This permits, for instance, for the pattern 'Møller' to retrieve either
'Møller' or 'M{\o}ller', without regard to how the BibTeX reference is
written. By checking Simplify source, the reference and the converted PDF
files are simplified to plain Ascii. Thus, the pattern '\bMoller\b' will hit any
of 'Møller', 'M{\o}ller', or 'Moller'. Additionally, all non-word
characters are removed, preserving only the Ascii, word structure of the source.
Note that source simplification is only performed for the patterns whose scope is
all or file contents, and that and so far, the cb2Bib has only a
subset of such conversions. Implemented TeX to Unicode conversions can be easily
checked by entering a reference. The Unicode to Ascii letter-only conversion, on
the other hand, is the one that the cb2Bib also uses to write the reference IDs
and, hence, the renaming of dropped files. The cb2Bib can also understand minor
sub and superscript formatting. For instance, the pattern 'H2O' will retrieve
'H2O' from a BibTeX string 'H$_{2}$O'.

────────────────────

> [TASK GOAL]:
Pick up the cb2Bib pattern-matching passage above right after its final sentence and continue it in the same style.

Point labeling records:
────────────────────

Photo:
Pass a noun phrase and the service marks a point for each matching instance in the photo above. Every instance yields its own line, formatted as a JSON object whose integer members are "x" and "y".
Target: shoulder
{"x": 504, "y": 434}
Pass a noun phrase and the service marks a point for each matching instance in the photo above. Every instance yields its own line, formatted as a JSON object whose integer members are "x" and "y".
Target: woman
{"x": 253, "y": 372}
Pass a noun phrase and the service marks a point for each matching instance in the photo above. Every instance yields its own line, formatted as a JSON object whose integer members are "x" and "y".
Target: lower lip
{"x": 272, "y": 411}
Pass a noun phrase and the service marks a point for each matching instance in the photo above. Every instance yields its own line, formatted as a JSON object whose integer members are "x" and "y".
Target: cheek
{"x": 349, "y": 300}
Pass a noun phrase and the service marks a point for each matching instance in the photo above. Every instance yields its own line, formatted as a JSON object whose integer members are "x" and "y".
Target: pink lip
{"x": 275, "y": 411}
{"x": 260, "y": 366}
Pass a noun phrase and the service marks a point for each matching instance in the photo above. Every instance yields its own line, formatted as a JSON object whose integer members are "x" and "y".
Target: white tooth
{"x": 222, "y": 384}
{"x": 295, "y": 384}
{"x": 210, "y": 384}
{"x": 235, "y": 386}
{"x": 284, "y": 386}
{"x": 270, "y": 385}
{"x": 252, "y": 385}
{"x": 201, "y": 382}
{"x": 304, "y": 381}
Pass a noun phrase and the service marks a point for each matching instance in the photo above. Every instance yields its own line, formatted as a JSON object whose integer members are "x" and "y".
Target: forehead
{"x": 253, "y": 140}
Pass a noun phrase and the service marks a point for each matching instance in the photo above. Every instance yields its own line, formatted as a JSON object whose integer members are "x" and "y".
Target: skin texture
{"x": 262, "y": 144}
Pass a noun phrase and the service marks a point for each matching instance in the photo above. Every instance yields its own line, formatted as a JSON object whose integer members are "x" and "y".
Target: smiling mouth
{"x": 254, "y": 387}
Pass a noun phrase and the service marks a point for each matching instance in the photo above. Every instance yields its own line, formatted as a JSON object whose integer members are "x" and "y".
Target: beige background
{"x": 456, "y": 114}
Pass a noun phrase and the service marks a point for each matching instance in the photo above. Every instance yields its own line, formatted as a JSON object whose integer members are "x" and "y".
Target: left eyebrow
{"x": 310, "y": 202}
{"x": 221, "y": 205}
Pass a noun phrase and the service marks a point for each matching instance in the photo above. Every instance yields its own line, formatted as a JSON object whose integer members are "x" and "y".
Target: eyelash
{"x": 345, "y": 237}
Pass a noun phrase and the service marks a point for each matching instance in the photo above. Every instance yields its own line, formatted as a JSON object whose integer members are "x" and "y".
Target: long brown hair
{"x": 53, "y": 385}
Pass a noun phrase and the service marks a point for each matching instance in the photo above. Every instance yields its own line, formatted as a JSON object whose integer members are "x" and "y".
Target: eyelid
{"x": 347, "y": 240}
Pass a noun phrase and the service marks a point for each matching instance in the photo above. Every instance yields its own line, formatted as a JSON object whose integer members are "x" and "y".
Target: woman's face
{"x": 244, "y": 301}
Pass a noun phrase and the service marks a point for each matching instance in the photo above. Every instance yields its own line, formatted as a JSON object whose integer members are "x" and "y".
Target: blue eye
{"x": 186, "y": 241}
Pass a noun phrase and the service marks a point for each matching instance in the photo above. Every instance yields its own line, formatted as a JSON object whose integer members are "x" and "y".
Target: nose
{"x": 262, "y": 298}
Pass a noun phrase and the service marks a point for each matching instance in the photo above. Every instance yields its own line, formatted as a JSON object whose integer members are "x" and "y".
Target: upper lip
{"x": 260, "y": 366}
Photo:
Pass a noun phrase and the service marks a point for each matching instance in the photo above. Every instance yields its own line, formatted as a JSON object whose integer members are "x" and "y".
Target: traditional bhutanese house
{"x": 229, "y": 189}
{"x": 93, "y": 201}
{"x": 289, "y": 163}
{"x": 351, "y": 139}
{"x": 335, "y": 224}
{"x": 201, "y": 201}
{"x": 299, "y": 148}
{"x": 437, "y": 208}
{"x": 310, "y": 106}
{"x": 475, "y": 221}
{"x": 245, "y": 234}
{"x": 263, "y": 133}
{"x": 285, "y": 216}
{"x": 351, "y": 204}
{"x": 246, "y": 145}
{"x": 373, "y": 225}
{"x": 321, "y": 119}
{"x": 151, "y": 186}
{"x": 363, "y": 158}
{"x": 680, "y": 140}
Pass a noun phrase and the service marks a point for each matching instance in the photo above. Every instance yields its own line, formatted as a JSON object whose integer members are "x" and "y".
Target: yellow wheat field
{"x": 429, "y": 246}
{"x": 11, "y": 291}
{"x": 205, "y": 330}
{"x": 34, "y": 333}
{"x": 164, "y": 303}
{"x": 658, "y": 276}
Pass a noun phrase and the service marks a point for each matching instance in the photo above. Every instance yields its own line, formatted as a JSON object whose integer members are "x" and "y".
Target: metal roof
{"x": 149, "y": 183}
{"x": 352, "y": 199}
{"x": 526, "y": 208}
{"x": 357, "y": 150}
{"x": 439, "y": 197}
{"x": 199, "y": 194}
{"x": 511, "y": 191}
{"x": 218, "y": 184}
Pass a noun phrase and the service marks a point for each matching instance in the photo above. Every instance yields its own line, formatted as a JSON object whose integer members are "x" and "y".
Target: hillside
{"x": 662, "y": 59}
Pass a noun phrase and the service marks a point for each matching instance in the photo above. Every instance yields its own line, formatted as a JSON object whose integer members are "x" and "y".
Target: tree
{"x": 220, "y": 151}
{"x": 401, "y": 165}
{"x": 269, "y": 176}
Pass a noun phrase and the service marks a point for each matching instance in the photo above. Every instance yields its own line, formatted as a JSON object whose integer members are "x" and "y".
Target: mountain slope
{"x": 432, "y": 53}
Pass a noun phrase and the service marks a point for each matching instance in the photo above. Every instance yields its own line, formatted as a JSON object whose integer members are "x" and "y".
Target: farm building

────────────────────

> [OUTPUT OF THE TASK]:
Notes
- The cb2Bib uses an internal cache to speed up the search of linked files. By
default data is stored as
current_file.bib.c2b. It might be more
convenient, however, to setup a temporary directory out of the user data backup
directories. See Search In Files Cache Directory in Configuring Files. When a linked file is
processed for the first time, the cb2Bib does several string manipulations, such
as removing end of line hyphenations. This process is time consuming for very
large files.
- The approximate string search is described in reference http://arxiv.org/abs/0705.0751v1. It reduces the chance of missing a
hit due to transcription and decoding errors in the document files. Approximate
string is also a form of serendipitous information retrieval.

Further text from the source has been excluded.